#### Written problem:
Retype precisely the section of the data that starts at the line containing "Where is the blue" and runs to its final line, ends included.

#### Data extract:
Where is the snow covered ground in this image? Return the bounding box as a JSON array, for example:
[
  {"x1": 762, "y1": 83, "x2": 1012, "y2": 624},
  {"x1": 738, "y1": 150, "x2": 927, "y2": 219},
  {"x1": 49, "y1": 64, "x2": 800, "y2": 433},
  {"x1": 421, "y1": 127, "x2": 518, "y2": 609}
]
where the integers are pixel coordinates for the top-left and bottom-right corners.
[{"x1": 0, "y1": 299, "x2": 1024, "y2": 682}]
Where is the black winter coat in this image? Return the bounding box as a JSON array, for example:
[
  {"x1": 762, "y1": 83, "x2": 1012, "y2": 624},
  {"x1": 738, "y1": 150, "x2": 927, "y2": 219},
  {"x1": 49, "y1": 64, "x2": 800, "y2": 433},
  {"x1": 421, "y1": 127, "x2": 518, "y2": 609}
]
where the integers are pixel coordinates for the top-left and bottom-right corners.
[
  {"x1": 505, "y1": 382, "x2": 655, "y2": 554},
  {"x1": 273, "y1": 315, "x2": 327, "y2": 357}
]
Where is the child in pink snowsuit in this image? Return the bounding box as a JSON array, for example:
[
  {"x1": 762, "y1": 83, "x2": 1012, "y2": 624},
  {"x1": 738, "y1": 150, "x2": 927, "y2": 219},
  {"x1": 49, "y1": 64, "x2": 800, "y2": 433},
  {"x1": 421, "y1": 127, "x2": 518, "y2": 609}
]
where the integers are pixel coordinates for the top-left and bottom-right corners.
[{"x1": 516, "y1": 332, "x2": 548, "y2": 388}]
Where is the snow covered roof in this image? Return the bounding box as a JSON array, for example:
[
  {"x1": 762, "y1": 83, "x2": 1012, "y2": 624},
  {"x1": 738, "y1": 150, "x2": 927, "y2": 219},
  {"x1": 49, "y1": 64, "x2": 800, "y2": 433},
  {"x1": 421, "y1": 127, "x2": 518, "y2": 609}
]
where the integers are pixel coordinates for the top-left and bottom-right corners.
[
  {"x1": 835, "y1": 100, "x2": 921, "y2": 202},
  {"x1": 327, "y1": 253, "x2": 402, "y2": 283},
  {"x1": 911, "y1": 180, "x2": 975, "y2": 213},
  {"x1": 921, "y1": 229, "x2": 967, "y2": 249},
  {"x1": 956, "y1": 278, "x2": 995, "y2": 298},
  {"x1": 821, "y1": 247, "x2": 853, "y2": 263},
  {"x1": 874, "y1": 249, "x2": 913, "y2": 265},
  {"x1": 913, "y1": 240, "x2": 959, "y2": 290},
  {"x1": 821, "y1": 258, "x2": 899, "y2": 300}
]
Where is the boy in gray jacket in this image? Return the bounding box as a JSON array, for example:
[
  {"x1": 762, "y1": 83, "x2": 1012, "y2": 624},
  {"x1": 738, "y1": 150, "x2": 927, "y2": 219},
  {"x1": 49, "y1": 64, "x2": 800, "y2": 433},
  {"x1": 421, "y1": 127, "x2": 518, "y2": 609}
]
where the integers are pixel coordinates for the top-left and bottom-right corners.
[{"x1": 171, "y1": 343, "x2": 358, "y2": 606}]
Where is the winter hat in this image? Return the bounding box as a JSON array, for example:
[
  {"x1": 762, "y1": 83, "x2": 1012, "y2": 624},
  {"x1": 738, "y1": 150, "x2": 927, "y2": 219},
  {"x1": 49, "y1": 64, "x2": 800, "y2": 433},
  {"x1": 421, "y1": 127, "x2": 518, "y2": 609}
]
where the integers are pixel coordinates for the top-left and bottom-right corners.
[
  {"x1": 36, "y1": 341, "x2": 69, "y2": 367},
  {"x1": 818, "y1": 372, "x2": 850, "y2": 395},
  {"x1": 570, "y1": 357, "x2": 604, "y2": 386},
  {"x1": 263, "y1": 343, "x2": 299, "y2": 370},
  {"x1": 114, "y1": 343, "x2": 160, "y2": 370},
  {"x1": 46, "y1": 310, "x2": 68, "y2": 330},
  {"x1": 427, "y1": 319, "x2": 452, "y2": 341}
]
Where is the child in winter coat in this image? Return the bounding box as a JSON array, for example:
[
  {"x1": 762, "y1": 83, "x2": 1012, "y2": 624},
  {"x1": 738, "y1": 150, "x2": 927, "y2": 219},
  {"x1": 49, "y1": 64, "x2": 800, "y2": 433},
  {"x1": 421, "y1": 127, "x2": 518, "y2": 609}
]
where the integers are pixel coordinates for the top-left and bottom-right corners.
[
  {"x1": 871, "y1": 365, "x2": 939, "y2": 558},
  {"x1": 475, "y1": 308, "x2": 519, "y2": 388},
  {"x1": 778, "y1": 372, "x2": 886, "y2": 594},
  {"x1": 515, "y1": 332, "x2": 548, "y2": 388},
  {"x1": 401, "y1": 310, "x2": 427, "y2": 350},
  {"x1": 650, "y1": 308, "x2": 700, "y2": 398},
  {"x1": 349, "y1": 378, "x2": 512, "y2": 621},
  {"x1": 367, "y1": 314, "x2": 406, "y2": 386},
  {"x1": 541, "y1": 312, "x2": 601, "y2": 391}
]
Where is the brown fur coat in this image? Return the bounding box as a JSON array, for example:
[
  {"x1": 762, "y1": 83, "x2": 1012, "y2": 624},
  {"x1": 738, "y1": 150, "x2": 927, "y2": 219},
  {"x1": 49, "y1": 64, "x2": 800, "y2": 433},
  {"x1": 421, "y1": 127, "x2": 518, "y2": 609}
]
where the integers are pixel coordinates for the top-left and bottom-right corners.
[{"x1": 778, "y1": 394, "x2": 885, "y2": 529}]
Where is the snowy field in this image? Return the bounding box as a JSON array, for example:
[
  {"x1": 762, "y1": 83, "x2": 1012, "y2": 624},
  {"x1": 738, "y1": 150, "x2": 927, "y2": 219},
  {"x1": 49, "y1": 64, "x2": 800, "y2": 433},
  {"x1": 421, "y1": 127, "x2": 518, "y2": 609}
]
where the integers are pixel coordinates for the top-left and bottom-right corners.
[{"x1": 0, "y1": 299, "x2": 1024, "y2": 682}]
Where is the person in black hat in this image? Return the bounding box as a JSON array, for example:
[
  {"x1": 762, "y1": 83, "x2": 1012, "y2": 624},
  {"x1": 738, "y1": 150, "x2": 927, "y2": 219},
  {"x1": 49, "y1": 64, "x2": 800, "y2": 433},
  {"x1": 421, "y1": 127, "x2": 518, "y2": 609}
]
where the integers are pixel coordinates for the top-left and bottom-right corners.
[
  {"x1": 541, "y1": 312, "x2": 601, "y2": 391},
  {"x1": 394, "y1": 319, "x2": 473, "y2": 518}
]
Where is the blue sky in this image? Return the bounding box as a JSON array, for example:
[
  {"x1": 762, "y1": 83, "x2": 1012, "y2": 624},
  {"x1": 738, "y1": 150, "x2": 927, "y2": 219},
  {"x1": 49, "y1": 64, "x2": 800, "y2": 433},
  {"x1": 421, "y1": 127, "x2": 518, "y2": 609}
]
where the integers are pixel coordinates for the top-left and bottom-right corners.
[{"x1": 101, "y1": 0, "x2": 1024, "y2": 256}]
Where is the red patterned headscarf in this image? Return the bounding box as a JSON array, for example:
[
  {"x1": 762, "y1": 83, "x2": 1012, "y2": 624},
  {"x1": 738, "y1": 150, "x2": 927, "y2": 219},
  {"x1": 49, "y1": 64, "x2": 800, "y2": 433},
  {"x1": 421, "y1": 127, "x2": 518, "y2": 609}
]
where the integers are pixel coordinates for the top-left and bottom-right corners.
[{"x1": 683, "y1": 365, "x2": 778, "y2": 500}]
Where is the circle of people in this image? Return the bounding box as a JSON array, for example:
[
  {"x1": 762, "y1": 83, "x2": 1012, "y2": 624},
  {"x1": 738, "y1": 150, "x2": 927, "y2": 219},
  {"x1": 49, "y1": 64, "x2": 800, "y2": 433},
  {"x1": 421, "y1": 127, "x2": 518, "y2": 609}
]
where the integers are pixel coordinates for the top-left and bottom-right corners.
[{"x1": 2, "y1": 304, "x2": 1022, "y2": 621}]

#### Exercise answer:
Where is the blue sky in this image? Return the bounding box as a JSON array, for example:
[
  {"x1": 762, "y1": 83, "x2": 1012, "y2": 624},
  {"x1": 738, "y1": 150, "x2": 927, "y2": 219},
  {"x1": 49, "y1": 64, "x2": 800, "y2": 433},
  {"x1": 421, "y1": 127, "x2": 518, "y2": 609}
]
where the integers are pixel coordinates for the top-left and bottom-right corners.
[{"x1": 101, "y1": 0, "x2": 1024, "y2": 256}]
Where is the red patterned headscarf in this image? Return the bounding box as a JSON array, for example:
[
  {"x1": 762, "y1": 83, "x2": 1012, "y2": 624},
  {"x1": 738, "y1": 150, "x2": 927, "y2": 219},
  {"x1": 49, "y1": 64, "x2": 800, "y2": 433},
  {"x1": 421, "y1": 127, "x2": 518, "y2": 609}
]
where the integers are pixel coordinates for the top-left and bottom-right corners.
[{"x1": 683, "y1": 365, "x2": 778, "y2": 500}]
Where is the circle of people in this image? Return the bounding box as a JSON array, for example:
[
  {"x1": 762, "y1": 83, "x2": 1012, "y2": 624},
  {"x1": 738, "y1": 150, "x2": 927, "y2": 219},
  {"x1": 49, "y1": 64, "x2": 800, "y2": 433},
  {"x1": 421, "y1": 127, "x2": 518, "y2": 609}
]
where the integers are pixel coordinates for the top-left and bottom-right corners.
[{"x1": 2, "y1": 304, "x2": 1022, "y2": 621}]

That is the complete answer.